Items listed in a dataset
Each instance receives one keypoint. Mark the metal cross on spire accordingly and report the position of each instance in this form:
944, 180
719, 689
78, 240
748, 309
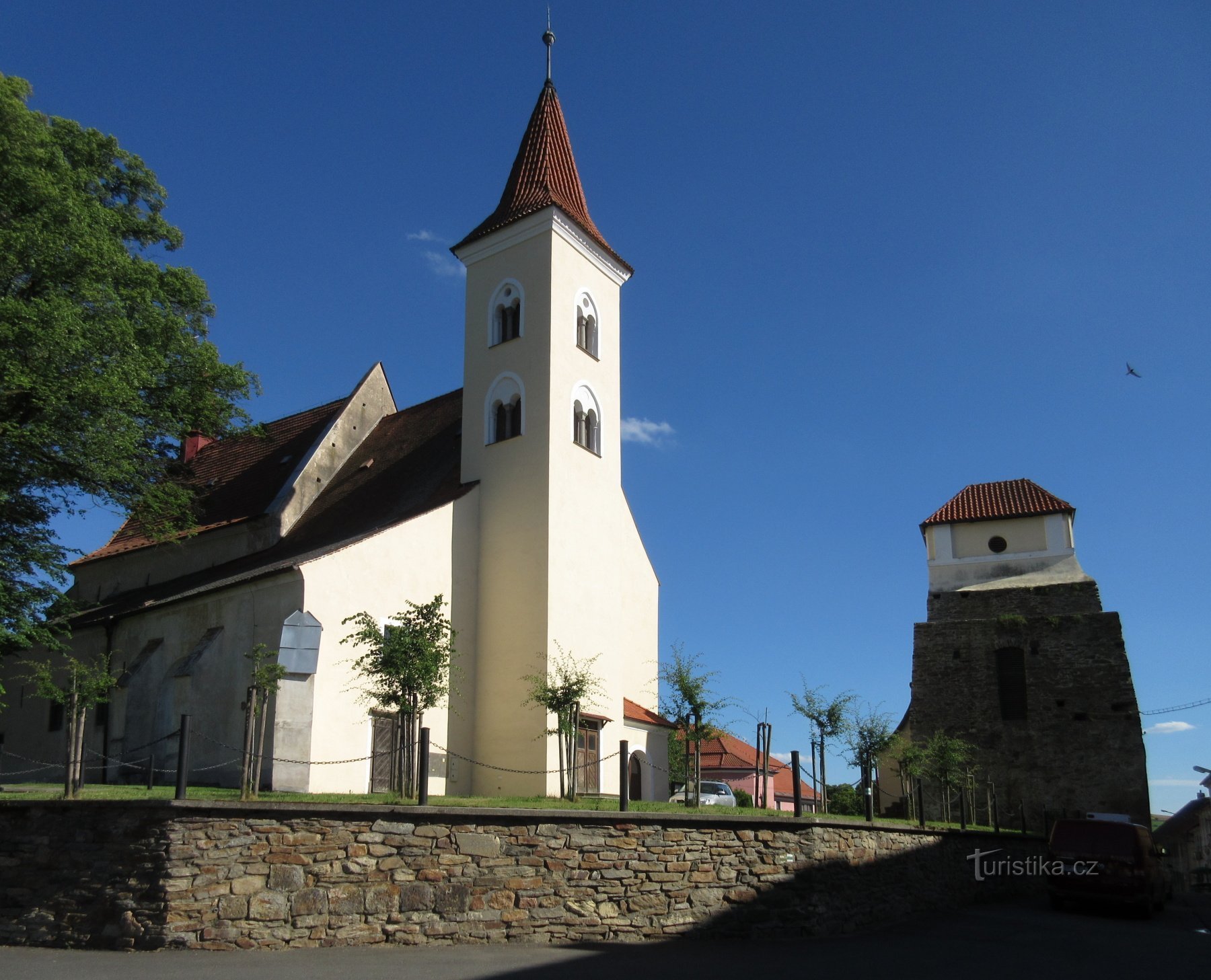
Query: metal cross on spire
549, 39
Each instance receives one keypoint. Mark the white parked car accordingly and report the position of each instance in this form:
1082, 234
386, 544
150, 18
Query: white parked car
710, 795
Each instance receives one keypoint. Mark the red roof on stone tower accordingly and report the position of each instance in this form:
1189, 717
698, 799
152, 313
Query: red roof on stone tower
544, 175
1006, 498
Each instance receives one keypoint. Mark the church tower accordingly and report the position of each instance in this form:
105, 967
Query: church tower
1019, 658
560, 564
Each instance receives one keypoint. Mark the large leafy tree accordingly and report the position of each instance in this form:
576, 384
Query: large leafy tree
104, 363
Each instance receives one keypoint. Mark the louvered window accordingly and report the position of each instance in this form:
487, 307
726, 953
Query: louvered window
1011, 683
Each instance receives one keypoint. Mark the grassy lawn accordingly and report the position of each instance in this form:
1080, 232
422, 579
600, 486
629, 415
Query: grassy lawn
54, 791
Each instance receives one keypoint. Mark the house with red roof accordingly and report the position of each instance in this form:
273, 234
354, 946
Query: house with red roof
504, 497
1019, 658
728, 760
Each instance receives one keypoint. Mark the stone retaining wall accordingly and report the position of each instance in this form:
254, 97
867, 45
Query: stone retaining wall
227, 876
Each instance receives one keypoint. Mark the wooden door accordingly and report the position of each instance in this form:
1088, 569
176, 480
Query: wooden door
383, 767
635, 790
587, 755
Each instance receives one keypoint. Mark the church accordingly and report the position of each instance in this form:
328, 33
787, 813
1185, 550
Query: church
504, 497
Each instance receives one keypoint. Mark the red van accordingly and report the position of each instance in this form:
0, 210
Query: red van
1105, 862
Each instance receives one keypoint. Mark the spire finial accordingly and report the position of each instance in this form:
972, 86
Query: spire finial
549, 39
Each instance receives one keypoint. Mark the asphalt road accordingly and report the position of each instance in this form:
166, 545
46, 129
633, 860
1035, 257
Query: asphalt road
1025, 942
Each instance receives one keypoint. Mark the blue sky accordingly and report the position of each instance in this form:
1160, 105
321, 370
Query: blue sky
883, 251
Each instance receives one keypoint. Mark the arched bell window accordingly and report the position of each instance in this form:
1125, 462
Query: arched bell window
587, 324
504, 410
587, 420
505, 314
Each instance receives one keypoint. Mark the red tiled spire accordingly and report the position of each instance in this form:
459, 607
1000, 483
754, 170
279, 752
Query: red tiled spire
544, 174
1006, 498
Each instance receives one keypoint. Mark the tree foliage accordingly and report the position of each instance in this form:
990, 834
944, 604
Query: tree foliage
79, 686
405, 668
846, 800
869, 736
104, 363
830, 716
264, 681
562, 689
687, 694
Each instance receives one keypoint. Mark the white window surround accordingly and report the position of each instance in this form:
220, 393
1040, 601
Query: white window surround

WHAT THIS TASK INVOLVES: Starting at the line that contains "Query: tree foliage", quote each remaining line of the entries above, unchanged.

SOLUTION:
Query: tree foliage
79, 686
405, 668
846, 800
869, 736
104, 363
830, 716
264, 681
562, 689
687, 694
Each instance receives one keypoint. Mark the white window surround accordingly and report the position of each instance in this form:
220, 393
1040, 601
Query: white window surround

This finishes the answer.